## Records shown
________________

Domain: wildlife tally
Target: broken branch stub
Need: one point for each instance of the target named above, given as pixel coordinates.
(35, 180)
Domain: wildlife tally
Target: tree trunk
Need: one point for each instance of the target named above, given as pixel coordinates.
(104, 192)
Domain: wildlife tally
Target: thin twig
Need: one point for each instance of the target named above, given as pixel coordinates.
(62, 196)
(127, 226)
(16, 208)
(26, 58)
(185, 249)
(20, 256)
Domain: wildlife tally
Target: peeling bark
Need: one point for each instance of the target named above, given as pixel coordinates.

________________

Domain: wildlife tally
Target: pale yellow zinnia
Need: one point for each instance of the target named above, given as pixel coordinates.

________________

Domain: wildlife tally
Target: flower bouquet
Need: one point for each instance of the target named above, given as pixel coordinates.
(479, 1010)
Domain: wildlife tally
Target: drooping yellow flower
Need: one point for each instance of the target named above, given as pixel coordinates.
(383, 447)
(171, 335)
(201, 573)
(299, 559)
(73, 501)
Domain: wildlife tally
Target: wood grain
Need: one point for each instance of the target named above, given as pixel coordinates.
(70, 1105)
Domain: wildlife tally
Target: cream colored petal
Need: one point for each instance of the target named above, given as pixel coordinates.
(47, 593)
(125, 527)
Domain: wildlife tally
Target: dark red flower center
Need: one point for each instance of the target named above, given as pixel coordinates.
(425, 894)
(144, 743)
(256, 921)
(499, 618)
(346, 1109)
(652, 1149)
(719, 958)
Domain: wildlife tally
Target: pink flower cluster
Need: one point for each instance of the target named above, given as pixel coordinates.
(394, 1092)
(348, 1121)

________________

## Stated goal
Find each line in the listing above that contains the word "flower" and copy it out. Only matches with the same uppercase and lowercase letters count.

## Finished task
Target: flower bouquet
Target: drooping yellow flower
Target: dark red flower center
Target: pink flower cluster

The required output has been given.